WHAT YOU HAVE TO DO => Copy the data below exactly.

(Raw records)
--

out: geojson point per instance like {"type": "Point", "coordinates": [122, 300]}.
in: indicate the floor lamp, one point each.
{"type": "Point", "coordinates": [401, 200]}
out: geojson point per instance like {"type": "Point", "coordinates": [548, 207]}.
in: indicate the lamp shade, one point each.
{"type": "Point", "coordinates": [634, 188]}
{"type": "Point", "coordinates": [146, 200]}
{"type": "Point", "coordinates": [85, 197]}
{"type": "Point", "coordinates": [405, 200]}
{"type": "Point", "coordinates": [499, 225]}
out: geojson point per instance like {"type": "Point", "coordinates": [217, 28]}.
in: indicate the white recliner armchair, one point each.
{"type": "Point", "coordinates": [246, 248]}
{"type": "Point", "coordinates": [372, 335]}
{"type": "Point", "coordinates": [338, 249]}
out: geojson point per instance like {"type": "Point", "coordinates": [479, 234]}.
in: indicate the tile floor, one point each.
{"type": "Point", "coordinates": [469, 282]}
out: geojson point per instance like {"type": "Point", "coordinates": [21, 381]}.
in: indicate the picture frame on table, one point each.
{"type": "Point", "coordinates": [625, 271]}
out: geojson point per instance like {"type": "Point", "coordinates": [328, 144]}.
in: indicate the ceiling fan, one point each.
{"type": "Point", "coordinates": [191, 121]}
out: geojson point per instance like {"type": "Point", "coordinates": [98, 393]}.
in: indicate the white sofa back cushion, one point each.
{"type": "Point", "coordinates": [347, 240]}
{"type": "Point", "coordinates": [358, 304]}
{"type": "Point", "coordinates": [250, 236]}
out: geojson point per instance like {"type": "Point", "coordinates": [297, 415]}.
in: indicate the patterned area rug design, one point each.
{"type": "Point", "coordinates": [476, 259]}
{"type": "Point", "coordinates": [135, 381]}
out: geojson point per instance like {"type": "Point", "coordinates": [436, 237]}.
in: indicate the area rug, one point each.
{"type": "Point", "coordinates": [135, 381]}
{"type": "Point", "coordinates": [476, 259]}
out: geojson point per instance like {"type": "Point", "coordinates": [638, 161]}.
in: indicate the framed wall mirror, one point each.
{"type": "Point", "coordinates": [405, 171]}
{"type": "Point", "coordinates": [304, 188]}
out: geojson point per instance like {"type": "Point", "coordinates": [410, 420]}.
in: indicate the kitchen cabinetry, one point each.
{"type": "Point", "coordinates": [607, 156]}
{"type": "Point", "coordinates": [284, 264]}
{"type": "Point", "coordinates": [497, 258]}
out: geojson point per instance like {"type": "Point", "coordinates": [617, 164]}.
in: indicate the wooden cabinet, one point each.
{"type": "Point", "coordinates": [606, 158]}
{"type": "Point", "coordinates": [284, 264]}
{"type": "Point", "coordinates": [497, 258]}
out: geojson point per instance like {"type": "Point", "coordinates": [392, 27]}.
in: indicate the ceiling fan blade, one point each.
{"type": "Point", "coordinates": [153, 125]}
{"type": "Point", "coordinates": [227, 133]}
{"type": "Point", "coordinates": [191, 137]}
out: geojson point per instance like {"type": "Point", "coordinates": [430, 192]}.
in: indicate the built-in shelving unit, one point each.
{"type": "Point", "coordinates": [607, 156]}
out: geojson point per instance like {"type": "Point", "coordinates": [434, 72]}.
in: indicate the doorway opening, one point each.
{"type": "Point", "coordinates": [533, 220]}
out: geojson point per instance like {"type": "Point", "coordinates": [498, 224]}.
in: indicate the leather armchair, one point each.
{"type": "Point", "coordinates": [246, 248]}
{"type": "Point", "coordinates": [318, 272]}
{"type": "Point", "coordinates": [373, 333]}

--

TASK RESULT =>
out: geojson point per instance like {"type": "Point", "coordinates": [122, 300]}.
in: indicate the floor lamp, one point each.
{"type": "Point", "coordinates": [401, 200]}
out: geojson point per instance like {"type": "Point", "coordinates": [548, 207]}.
in: indicate the lamp shade, one point each.
{"type": "Point", "coordinates": [634, 188]}
{"type": "Point", "coordinates": [146, 200]}
{"type": "Point", "coordinates": [85, 197]}
{"type": "Point", "coordinates": [405, 200]}
{"type": "Point", "coordinates": [499, 225]}
out: geojson point per instance like {"type": "Point", "coordinates": [217, 28]}.
in: indicate the white recliner armchair, one point each.
{"type": "Point", "coordinates": [246, 248]}
{"type": "Point", "coordinates": [372, 335]}
{"type": "Point", "coordinates": [338, 249]}
out: geojson point per instance like {"type": "Point", "coordinates": [479, 234]}.
in: indicate the tile floor, one point each.
{"type": "Point", "coordinates": [469, 282]}
out: geojson point per instance like {"type": "Point", "coordinates": [21, 381]}.
in: indicate the picture frame on table, one point each.
{"type": "Point", "coordinates": [625, 271]}
out: geojson point per instance like {"type": "Point", "coordinates": [328, 144]}.
in: indicate the ceiling fan, one point each.
{"type": "Point", "coordinates": [191, 121]}
out: geojson point per instance like {"type": "Point", "coordinates": [98, 393]}.
in: indicate the white sofa back cushion, one point each.
{"type": "Point", "coordinates": [347, 240]}
{"type": "Point", "coordinates": [358, 304]}
{"type": "Point", "coordinates": [250, 236]}
out: geojson point per instance like {"type": "Point", "coordinates": [297, 415]}.
in: indicate the patterned area rug design, one point each.
{"type": "Point", "coordinates": [476, 259]}
{"type": "Point", "coordinates": [135, 381]}
out: geojson point per instance like {"type": "Point", "coordinates": [436, 237]}.
in: indicate the area rug, one point each.
{"type": "Point", "coordinates": [135, 381]}
{"type": "Point", "coordinates": [476, 259]}
out: geojson point per instance like {"type": "Point", "coordinates": [638, 161]}.
in: indicate the framed wall mirror, one point each.
{"type": "Point", "coordinates": [405, 171]}
{"type": "Point", "coordinates": [304, 188]}
out: geojson point per instance like {"type": "Point", "coordinates": [410, 420]}.
in: indicate the kitchen cabinetry, one point each.
{"type": "Point", "coordinates": [607, 156]}
{"type": "Point", "coordinates": [284, 264]}
{"type": "Point", "coordinates": [497, 258]}
out: geojson point per instance like {"type": "Point", "coordinates": [617, 164]}.
in: indicate the wooden cabinet, one point each.
{"type": "Point", "coordinates": [606, 158]}
{"type": "Point", "coordinates": [284, 264]}
{"type": "Point", "coordinates": [497, 258]}
out: geojson point per instance like {"type": "Point", "coordinates": [392, 27]}.
in: indicate the ceiling fan blade, one point each.
{"type": "Point", "coordinates": [153, 125]}
{"type": "Point", "coordinates": [227, 133]}
{"type": "Point", "coordinates": [191, 137]}
out: geojson point per instance like {"type": "Point", "coordinates": [430, 192]}.
in: indicate the built-in shelving unit, one point each.
{"type": "Point", "coordinates": [607, 156]}
out: geojson point per instance like {"type": "Point", "coordinates": [434, 72]}.
in: indicate the doorway opening, one point each.
{"type": "Point", "coordinates": [533, 220]}
out: geojson point per instance like {"type": "Point", "coordinates": [498, 224]}.
in: indicate the leather armchair, one point each.
{"type": "Point", "coordinates": [246, 248]}
{"type": "Point", "coordinates": [318, 272]}
{"type": "Point", "coordinates": [373, 333]}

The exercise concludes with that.